### EXCERPTED PASSAGE
-=-=-=-=-
By Silja J. A. Talvi, senior editor at In These Times

Let me tell you what hurts the most
I'm a convicted felon and I can't work

No matter where I go to try to get paid
That's the everyday life of a convict

Trying to make it while they're saying to me:
The judge said, "Don't trouble nobody,"
Probation said, "Don't trouble nobody,"

"Stay out of trouble, don't trouble nobody,"
And I'm a tryin' not to trouble nobody

Picture lookin' at your babies in the face
When they hungry and they need to eat

Trying not to do wrong, But they won't let me do right.

Even though I done change my life
Criminal record's what they're judging me by.

Akon, "Trouble Nobody."

In May, I traveled to McNeil Island Corrections Center, a
medium-custody men's prison in Washington state. I made the journey out there
because I had been invited to experience the Native American prisoners'
annual Pow Wow, which brings together spiritual elders, prisoners and their
families, for a powerfully intense four-hour ceremony.
-=-=-=-=-
### ITEMS
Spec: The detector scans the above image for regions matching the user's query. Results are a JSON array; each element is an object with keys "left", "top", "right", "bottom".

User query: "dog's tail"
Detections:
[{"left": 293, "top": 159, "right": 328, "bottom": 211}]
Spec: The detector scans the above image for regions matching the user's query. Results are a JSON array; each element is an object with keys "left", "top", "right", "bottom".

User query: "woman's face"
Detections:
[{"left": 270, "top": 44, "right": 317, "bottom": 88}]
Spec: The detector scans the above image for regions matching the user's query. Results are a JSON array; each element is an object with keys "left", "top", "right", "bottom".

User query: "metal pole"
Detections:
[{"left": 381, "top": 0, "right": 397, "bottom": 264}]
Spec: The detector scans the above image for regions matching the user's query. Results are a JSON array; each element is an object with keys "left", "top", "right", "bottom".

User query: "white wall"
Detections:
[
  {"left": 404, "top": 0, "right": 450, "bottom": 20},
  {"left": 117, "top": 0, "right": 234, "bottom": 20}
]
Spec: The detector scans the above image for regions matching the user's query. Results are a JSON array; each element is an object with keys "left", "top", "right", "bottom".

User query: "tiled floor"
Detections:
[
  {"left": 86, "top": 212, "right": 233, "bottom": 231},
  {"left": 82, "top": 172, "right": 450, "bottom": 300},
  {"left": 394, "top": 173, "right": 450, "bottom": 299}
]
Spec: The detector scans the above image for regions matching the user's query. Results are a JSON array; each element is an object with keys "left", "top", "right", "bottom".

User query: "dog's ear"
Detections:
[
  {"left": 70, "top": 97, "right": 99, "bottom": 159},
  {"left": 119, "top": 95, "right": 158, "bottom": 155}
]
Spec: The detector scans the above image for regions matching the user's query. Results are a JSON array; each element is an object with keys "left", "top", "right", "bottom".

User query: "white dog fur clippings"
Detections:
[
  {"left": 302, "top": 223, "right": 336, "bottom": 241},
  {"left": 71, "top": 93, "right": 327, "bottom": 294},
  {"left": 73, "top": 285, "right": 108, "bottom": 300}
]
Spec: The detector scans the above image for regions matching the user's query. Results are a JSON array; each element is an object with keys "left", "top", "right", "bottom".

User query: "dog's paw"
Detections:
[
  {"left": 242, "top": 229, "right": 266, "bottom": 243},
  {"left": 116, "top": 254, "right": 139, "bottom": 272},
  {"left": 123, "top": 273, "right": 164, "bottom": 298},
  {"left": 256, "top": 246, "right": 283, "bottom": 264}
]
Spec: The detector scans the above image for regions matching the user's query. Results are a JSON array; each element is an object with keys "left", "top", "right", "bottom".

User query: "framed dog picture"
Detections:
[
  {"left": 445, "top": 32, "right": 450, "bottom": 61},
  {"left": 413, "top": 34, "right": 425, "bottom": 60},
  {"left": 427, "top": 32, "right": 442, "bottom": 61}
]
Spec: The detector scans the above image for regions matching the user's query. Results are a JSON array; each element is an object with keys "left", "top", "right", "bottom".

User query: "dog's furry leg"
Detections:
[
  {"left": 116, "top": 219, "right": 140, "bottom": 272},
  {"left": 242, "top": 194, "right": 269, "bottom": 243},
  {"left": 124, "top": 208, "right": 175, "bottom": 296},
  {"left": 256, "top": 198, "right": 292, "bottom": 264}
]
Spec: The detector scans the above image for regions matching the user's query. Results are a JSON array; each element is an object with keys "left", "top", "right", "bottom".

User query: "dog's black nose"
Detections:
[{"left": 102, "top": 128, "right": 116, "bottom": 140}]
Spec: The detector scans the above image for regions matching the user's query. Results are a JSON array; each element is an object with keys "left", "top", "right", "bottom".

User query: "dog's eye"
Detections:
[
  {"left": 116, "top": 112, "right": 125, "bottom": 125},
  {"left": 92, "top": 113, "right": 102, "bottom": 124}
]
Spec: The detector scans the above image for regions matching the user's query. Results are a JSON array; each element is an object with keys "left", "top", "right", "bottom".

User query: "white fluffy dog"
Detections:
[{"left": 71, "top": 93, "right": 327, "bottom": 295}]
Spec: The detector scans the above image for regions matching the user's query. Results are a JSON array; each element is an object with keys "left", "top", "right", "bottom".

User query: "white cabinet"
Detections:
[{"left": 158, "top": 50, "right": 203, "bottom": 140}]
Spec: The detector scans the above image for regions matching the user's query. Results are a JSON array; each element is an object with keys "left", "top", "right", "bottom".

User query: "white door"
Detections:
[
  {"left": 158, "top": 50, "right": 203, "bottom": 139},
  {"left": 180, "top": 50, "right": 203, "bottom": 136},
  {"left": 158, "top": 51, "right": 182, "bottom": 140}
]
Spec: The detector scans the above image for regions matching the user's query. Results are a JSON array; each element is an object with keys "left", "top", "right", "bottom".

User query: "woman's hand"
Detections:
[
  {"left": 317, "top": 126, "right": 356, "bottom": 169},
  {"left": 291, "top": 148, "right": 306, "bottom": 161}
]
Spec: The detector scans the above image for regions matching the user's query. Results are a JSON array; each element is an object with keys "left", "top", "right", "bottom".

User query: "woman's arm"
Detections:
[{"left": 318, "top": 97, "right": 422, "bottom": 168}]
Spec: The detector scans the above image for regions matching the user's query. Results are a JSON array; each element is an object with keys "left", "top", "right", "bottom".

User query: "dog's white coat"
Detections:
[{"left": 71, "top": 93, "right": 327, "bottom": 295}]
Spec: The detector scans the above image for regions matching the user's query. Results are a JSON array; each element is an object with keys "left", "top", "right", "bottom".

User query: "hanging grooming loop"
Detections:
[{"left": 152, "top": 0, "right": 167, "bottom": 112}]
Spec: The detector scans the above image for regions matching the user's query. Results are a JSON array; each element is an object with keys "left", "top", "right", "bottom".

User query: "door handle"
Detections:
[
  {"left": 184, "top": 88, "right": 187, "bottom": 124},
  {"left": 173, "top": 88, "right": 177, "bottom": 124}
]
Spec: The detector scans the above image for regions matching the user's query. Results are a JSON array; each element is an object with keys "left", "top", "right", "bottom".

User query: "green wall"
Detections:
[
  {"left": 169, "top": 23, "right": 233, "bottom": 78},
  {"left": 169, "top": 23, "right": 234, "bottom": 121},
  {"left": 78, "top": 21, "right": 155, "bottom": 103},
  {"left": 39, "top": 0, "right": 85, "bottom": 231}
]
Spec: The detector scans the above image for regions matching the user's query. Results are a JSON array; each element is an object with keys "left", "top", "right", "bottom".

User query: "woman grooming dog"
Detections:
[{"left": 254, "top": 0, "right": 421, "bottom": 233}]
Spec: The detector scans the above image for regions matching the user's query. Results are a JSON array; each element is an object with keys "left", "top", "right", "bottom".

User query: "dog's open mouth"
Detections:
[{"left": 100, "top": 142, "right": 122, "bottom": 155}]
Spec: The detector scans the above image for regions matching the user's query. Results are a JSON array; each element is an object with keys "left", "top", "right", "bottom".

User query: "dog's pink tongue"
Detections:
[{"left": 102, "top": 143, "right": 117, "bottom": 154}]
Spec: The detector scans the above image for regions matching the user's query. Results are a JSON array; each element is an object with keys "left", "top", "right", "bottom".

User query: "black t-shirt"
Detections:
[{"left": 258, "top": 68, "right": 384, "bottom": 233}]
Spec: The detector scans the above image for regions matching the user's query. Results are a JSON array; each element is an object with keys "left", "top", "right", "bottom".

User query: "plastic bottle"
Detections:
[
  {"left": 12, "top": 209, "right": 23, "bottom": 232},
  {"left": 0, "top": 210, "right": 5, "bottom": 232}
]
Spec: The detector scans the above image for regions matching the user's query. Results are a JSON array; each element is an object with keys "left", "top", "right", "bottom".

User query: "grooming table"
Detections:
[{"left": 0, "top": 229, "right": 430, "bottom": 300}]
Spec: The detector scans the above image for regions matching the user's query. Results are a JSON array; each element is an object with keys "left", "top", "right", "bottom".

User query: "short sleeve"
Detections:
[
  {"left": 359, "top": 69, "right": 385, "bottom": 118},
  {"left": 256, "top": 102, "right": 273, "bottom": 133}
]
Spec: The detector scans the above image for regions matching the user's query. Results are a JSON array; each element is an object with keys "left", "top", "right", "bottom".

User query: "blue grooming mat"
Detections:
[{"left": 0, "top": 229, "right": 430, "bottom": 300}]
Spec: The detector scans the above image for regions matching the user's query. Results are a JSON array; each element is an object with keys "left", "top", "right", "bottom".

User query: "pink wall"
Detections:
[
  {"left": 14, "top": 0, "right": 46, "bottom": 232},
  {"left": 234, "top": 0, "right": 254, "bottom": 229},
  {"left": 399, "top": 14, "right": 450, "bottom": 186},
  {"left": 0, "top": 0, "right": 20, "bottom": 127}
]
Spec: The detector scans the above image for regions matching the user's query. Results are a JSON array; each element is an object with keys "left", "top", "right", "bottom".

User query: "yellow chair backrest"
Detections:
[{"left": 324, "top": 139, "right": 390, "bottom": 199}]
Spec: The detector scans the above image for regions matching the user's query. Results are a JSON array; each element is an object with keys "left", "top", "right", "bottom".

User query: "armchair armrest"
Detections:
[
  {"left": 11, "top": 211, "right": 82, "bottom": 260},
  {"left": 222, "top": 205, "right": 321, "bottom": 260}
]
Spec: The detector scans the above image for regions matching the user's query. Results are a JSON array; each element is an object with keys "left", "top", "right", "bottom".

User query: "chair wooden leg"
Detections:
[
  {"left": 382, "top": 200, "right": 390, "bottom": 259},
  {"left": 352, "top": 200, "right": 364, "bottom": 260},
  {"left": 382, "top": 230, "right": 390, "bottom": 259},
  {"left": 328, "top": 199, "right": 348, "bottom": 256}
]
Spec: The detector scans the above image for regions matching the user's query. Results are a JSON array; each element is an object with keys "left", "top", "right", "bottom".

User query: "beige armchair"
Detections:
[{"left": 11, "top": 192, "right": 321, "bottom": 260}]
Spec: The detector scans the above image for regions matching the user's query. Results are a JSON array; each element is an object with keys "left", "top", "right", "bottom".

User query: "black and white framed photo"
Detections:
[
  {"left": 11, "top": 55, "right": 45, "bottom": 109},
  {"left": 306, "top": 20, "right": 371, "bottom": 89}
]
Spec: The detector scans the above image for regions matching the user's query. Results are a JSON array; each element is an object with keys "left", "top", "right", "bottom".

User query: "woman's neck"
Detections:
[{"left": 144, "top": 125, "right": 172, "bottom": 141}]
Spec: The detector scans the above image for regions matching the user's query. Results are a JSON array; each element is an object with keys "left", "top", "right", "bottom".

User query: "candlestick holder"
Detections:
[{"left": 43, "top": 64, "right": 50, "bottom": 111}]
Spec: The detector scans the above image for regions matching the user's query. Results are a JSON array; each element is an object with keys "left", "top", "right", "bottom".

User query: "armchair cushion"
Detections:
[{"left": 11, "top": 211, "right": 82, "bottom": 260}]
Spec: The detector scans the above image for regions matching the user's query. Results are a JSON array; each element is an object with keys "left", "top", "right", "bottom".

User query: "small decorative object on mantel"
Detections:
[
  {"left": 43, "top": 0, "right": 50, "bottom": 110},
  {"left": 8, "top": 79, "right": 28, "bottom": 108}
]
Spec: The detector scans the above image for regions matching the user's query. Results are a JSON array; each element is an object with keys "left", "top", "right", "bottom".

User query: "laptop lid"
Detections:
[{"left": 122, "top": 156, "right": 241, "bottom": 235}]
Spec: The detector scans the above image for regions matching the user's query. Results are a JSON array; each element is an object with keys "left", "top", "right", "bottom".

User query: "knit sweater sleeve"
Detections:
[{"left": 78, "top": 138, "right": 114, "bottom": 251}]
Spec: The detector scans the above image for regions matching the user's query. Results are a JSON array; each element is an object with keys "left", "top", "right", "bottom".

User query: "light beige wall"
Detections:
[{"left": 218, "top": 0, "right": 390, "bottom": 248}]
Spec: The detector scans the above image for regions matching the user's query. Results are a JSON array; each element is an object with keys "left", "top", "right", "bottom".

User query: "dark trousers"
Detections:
-=-=-=-=-
### SHORT EXERCISE 1
In the McNeil Island excerpt, copy the text between "No matter where" and "me do right.", inclusive.
### SHORT EXERCISE 2
According to the McNeil Island excerpt, what kind of prison is McNeil Island Corrections Center?
### SHORT EXERCISE 3
Go on with the McNeil Island excerpt, picking up right after its final sentence.

### WRITTEN ANSWER 1
No matter where I go to try to get paid
That's the everyday life of a convict

Trying to make it while they're saying to me:
The judge said, "Don't trouble nobody,"
Probation said, "Don't trouble nobody,"

"Stay out of trouble, don't trouble nobody,"
And I'm a tryin' not to trouble nobody

Picture lookin' at your babies in the face
When they hungry and they need to eat

Trying not to do wrong, But they won't let me do right.

### WRITTEN ANSWER 2
It is a medium-custody men's prison in Washington state.

### WRITTEN ANSWER 3
The biggest challenge, as I quickly discovered, wasn't taking in all of
the emotion surrounding the event, but having even the briefest moment
of privacy for thinking, taking notes, or taking to prisoners.
Increasingly, American prison life doesn't allow for privacy -- not even for
outsiders like myself. I could discern no possible security risk from a
small-statured woman with a pen and a notepad at an island prison,
surrounded by barbed wire and frigid waters. Regardless, for four hours, my
every move and word was followed, intercepted and occasionally
interjected upon. I could barely endure it for the half a day I was there.
Millions of Americans don't have that choice.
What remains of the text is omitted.